Traditionally, hedge funds have been off limits for many mutual-fund investors. Because of the risks involved Hedge funds in the past were sold almost exclusively to only a limited number of wealthy investors who presumably didn't need all of the government and financial-industry protections provided to mutual-fund buyers.

 

No more. Now there are funds of hedge funds. These funds have lower investment minimums than the individual hedge funds themselves and each can sign up a greater number of investors.

 

While hedge funds are entering the investment mainstream, there have been a number of recent failures at high-profile hedge funds. Gotham Partners Management Co. closed its biggest hedge funds earlier this year after sudden real-estate losses. And US federal prosecutors have launched a criminal investigation into Beacon Hill Asset Management LLC, a hedge fund that lost more than 50% of its value last fall through bets made in the mortgage-backed securities market.

 

So what's the difference between mutual funds and hedge funds? Much of the following applies to both closed-end mutual funds, which trade like stocks on exchanges, as well as to open-end mutual funds, but it focuses on the more popular open-end funds.

• **What the task asks**: Carry on the text about hedge funds and mutual funds, starting right after its last sentence. The material that comes next is kept apart from the text on hedge funds and mutual funds.

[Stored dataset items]

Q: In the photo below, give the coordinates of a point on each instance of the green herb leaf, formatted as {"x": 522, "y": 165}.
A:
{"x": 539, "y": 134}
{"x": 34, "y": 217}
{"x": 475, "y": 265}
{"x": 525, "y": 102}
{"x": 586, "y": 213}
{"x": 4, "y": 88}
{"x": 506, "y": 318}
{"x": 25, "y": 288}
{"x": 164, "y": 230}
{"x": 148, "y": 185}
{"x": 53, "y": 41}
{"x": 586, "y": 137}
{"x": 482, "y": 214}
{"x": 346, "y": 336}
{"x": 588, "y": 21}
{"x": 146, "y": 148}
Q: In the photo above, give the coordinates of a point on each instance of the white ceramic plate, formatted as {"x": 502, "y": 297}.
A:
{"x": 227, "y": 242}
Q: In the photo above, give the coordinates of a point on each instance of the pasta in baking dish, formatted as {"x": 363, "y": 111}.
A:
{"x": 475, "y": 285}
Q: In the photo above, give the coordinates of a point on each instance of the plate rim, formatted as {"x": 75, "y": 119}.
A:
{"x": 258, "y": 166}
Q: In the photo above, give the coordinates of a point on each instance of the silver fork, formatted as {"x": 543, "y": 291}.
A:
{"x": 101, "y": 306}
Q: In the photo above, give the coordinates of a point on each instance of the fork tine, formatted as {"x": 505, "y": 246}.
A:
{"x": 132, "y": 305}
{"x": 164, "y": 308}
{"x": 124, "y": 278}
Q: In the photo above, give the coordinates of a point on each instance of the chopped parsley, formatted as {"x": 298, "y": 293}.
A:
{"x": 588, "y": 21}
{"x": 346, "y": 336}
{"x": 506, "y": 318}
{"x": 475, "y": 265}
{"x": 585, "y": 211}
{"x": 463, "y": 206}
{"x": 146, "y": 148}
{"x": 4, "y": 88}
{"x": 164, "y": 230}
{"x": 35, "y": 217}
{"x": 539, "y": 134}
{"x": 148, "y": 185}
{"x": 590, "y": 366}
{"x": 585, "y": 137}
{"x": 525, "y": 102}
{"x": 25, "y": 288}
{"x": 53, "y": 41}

• **Answer to the problem**:
Both mutual funds and hedge funds are baskets of securities. Investors don't directly own the securities in the basket but buy and sell an interest in the basket itself. But mutual funds are organized as investment companies while hedge funds are organized as limited partnerships. The general partner in a hedge fund, who manages the portfolio, normally has a significant personal investment in the fund. Even with some notable exceptions, that typically isn't the case for mutual-fund managers.

 

Hedge-fund managers usually try to make money irrespective of whether the stock and bond markets are rising or falling. By comparison, most mutual-fund managers have trouble showing gains when markets are declining for extended periods. Rather than measuring whether or not they make money for their investors, mutual funds most often gauge their success or failure by comparing their performance to an appropriate market index. Gain more -- or lose less -- during the year than the Standard & Poor's 500-stock index, for example, and stock mutual-fund managers receive kudos, and often bonuses, based on their relative performance. Success for hedge-fund managers, on the other hand, requires them to show real gains for investors or their pay will be cut.

 

That doesn't mean hedge funds make money in all market conditions. Some salespeople have misled investors by saying hedge funds never have down years. That's led to a lot of disappointed expectations. While a hedge-fund manager is always focused on absolute return, he's not always going to do it.

 

To generate positive returns, hedge-fund managers use a range of investing tools, such as short selling and leverage, that typically are used to just a limited degree by mutual funds. But while these tools can be used to "hedge" against declines in markets -- giving hedge funds their name -- they also can involve substantial risk.

 

While some mutual funds have a limited ability to sell stocks short and to leverage, meaning to invest with borrowed money, hedge funds can play to their hearts' content, Because of that, mutual funds tend to be long only, buying stocks or bonds, while hedge funds can use a variety of strategies.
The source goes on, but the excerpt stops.